─── Source ───
Plain English: The stock and shop fit-out do not belong to the company itself; they belong to the trust. The company only has a charge over them to secure its right to be repaid. Therefore the liquidator cannot simply sell them under the usual liquidation powers; he needs the Court to appoint him receiver or give him specific permission.
[51]: “The proceeds from an exercise of a corporate trustee’s right of exoneration may only be applied in satisfaction of the trust liabilities to which that right relates … the proceeds from the exercise of the right of exoneration are to be distributed to the trust creditors in accordance with the order of priority prescribed by the Corporations Act.”
Plain English: You cannot use the trust’s sale proceeds to pay the director’s unrelated personal debts or other non-trust claims. All the money must go to people who supplied goods or services to the trust business, and they must be paid in the same order that applies in any other company liquidation (secured creditors, employees, etc.).
[53]: “In the circumstances of the present case, including where the trust deeds for two of the Trusts have operated to remove the Company as trustee, and where it is proposed that the business may continue to trade (at least for a short period of time), I consider it preferable to make orders appointing the Liquidator as receiver and manager of the assets and undertaking of each Trust.”
Plain English: Because two companies have been stripped of all power by the ipso facto clauses and the shops still need to trade for a few more weeks, the cleanest solution is to appoint the liquidator formally as receiver so he has clear legal authority to keep the doors open and then sell everything.
What fact patterns trigger this precedent
The decision is engaged whenever (a) a company has acted solely as trustee of one or more trading trusts, (b) all liabilities were incurred in that trustee capacity so that every creditor is a trust creditor, (c) the company enters liquidation, (d) either an ipso facto clause or the absence of an express power prevents the trustee (or its liquidator) from selling assets or continuing the business, and (e) the liquidator wishes to realise the assets as a going concern to maximise return. The presence of ongoing trading, employee retention issues, a ready purchaser, and a need to pay creditors according to statutory priorities are classic triggers. The precedent is not limited to retail franchises; it applies to any trading trust (e.g. construction, farming, professional services) where the corporate trustee is removed or disabled on insolvency. Where multiple trusts are involved, the Court will make separate but concurrent receivership orders over each trust’s assets and business.
───
* [Goal a] In the passage on trading trusts, to whom do the stock and shop fit-out belong?
The text above and the records that follow are unrelated material.
─── Supplied material ───
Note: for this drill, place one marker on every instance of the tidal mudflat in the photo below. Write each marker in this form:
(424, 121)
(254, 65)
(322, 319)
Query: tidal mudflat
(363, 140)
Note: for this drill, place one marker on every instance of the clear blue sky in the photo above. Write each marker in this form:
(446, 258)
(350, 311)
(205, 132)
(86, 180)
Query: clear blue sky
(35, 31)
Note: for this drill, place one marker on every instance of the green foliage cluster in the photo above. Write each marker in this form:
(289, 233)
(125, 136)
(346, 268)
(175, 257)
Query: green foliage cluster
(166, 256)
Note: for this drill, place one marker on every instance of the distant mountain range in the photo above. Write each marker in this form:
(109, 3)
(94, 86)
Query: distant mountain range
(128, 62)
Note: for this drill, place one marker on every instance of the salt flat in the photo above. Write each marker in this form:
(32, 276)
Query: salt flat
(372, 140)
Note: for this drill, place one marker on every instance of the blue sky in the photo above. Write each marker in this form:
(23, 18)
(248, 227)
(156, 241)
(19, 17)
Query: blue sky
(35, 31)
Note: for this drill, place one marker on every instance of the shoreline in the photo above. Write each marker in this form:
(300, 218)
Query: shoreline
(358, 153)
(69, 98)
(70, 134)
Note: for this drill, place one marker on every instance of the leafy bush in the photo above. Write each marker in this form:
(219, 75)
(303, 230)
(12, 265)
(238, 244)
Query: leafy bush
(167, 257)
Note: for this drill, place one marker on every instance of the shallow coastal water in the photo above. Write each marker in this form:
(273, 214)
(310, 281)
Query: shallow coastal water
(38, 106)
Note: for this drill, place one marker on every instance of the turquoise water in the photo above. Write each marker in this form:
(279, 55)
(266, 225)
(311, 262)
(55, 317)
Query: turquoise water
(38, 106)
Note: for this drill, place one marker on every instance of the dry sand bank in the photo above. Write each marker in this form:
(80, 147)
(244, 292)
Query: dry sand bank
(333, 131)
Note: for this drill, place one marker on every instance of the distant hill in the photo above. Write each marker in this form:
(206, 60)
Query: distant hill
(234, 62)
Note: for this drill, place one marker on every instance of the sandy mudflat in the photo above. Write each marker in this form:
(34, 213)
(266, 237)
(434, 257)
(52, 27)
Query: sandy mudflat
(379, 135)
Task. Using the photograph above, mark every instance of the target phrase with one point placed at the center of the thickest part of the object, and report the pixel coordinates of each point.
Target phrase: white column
───
* [Goal b] Please transcribe the records from the first line containing "the distant hill" through the end of the records, both ends included, reproducing each line precisely.

* [Correct result a] They belong to the trust, not to the company.

* [Correct result b]
Note: for this drill, place one marker on every instance of the distant hill in the photo above. Write each marker in this form:
(206, 60)
Query: distant hill
(234, 62)
Note: for this drill, place one marker on every instance of the sandy mudflat in the photo above. Write each marker in this form:
(34, 213)
(266, 237)
(434, 257)
(52, 27)
Query: sandy mudflat
(379, 135)
Task. Using the photograph above, mark every instance of the target phrase with one point placed at the center of the thickest part of the object, and report the pixel coordinates of each point.
Target phrase: white column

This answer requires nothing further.